BRIEF 1 - According to the Pretty in Pink article, which actor played the admirer right in front of the main character?

PAGE EXCERPT -
◇ ◇ ◇ ◇
EXCLUSIVE: 'Pretty in Pink' Director Howard Deutch on Why He Owes Everything to John Hughes
By Stacy Lambe
More than a teenage romantic comedy, Pretty in Pink became an ‘80s cult classic, helped cement what
would become known as the Brat Pack, and made John Hughes a voice of a generation.
And for director Howard Deutch, it would launch his 30-year film and TV career.
A first-time director, Deutch was at the helm of the 1986 coming-of-age
film about a girl from the other side of the tracks (Molly Ringwald), who pined
for the popular guy (Andrew McCarthy) while unaware of the admirer right in
front of her (Jon Cryer). And admittedly, Deutch didn’t know what he was doing.
“It was very important to me,” he tells ETonline about
getting chosen for the job by Hughes, who just came off directing The Breakfast Club and Weird Science. “In terms of interpretations
or judgment calls, the stakes were so high.”
◇ ◇ ◇ ◇
Saved entries

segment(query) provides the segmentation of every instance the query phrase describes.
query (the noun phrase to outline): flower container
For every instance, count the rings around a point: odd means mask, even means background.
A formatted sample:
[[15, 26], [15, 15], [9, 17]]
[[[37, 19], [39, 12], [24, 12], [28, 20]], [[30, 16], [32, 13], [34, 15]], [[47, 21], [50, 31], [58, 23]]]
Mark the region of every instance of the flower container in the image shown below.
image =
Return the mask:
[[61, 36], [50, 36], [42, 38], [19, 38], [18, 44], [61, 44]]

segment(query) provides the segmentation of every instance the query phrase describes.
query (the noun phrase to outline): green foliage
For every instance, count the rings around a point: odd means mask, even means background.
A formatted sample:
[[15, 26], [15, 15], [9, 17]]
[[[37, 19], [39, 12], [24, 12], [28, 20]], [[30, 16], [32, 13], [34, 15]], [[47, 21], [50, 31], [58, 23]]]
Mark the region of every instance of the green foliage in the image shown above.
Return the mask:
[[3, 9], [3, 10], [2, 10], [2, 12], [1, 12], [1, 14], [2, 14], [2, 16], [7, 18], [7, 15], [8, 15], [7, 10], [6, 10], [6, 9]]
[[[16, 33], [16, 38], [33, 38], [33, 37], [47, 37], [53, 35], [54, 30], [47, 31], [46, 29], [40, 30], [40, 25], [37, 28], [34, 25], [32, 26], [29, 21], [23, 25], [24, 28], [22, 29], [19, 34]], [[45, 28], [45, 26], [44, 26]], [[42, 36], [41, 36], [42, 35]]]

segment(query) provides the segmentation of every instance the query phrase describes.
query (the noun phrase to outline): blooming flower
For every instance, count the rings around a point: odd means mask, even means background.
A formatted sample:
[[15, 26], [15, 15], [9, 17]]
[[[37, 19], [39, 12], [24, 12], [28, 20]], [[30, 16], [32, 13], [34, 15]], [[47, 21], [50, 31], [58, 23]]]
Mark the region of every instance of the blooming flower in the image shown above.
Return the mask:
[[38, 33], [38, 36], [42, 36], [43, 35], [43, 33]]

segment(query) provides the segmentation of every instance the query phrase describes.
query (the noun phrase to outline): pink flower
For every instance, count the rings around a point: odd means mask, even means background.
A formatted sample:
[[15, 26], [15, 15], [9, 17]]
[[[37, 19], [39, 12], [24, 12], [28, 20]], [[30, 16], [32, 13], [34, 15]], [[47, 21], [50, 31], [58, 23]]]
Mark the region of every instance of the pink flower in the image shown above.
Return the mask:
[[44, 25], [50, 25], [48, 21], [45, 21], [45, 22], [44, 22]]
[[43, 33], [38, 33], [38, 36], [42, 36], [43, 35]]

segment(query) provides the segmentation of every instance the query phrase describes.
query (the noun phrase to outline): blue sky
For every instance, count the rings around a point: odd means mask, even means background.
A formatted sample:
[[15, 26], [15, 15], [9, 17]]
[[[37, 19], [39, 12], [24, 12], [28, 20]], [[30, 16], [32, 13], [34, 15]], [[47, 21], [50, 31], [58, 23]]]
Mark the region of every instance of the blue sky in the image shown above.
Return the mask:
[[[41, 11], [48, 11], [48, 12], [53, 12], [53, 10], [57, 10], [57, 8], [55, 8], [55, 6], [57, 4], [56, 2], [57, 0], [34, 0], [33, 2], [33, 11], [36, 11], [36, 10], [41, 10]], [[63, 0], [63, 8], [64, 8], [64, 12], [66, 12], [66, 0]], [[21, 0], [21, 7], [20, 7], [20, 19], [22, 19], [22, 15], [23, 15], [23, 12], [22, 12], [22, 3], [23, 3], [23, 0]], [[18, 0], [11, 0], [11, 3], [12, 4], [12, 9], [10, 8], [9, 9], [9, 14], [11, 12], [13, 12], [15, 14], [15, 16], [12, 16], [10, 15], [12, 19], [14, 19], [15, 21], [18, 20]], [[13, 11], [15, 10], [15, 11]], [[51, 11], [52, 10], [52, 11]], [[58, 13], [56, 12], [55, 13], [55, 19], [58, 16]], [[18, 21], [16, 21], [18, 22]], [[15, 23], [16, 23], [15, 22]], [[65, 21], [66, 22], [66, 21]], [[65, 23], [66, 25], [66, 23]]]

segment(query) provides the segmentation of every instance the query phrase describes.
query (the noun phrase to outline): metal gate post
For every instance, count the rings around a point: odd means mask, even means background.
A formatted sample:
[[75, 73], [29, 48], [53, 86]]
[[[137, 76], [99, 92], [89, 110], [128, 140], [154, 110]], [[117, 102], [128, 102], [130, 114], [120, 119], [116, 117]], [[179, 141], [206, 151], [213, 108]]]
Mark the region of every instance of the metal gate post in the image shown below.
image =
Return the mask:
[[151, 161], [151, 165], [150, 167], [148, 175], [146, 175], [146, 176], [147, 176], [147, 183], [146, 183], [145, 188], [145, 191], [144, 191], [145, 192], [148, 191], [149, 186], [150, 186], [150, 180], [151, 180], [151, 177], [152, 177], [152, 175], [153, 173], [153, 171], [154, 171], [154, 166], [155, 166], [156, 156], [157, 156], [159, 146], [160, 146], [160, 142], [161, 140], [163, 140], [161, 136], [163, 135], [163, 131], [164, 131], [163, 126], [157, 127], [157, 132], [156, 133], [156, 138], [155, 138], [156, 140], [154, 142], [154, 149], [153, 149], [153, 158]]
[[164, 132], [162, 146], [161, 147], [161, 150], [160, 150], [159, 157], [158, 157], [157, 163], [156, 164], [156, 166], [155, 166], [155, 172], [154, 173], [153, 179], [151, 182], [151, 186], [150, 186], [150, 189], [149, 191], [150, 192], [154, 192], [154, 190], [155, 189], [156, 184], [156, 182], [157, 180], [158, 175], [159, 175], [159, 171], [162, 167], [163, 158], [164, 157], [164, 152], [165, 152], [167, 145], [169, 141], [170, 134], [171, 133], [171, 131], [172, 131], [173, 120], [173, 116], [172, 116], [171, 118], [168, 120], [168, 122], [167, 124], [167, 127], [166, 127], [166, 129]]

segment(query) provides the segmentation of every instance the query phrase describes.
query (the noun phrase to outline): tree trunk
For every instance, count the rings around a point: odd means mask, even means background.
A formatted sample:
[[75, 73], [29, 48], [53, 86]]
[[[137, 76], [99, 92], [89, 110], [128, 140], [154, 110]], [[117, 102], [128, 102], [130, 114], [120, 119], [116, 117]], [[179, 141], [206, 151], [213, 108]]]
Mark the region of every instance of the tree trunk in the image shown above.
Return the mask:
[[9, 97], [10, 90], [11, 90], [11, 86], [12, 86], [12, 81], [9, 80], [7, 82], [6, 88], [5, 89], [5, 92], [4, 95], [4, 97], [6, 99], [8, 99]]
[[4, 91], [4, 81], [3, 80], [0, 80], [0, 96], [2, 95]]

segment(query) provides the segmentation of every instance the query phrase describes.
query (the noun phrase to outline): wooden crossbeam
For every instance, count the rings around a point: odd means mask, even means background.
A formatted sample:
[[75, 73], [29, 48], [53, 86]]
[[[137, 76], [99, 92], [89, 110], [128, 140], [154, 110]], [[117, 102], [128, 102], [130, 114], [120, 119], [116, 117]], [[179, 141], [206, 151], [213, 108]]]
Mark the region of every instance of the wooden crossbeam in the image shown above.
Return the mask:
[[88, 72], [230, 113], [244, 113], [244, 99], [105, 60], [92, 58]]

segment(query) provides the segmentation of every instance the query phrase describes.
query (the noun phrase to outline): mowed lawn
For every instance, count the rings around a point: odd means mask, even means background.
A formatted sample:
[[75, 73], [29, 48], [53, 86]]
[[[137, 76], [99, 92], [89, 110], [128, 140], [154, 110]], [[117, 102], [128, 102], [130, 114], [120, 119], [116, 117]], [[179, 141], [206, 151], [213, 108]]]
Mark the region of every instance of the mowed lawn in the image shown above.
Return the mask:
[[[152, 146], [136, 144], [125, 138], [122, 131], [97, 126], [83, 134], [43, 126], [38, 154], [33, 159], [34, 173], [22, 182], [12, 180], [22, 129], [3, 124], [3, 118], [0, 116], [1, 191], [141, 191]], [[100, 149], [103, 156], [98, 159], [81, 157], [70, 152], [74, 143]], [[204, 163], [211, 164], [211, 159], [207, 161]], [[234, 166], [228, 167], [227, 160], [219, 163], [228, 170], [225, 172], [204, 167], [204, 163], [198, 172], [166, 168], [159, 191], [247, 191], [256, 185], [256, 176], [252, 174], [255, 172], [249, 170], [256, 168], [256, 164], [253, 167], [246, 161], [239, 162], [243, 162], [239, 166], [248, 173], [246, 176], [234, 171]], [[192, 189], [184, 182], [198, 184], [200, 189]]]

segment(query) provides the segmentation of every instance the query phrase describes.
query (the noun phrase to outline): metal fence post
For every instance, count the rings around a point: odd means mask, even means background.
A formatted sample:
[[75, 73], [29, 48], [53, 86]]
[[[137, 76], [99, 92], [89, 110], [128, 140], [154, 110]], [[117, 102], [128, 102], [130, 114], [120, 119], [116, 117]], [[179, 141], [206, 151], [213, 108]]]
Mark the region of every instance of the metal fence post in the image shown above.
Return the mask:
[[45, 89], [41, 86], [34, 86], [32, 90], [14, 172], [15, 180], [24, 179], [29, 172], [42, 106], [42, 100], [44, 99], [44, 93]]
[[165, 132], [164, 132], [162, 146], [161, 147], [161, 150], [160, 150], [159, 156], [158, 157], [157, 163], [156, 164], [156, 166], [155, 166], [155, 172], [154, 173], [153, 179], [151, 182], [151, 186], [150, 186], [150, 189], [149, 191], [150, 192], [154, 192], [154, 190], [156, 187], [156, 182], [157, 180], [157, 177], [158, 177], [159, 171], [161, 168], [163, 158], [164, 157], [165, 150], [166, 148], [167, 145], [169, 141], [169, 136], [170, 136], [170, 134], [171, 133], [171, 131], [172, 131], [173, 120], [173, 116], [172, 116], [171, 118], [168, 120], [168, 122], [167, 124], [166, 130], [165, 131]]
◇ ◇ ◇ ◇
BRIEF 2 - Copy out the saved entries verbatim, from their first line through the line containing "44], [61, 44]]", including both of those lines.

WRITTEN REPLY 1 - Jon Cryer

WRITTEN REPLY 2 -
segment(query) provides the segmentation of every instance the query phrase describes.
query (the noun phrase to outline): flower container
For every instance, count the rings around a point: odd means mask, even means background.
A formatted sample:
[[15, 26], [15, 15], [9, 17]]
[[[37, 19], [39, 12], [24, 12], [28, 20]], [[30, 16], [32, 13], [34, 15]], [[47, 21], [50, 31], [58, 23]]]
Mark the region of every instance of the flower container in the image shown below.
image =
Return the mask:
[[61, 36], [50, 36], [42, 38], [19, 38], [18, 44], [61, 44]]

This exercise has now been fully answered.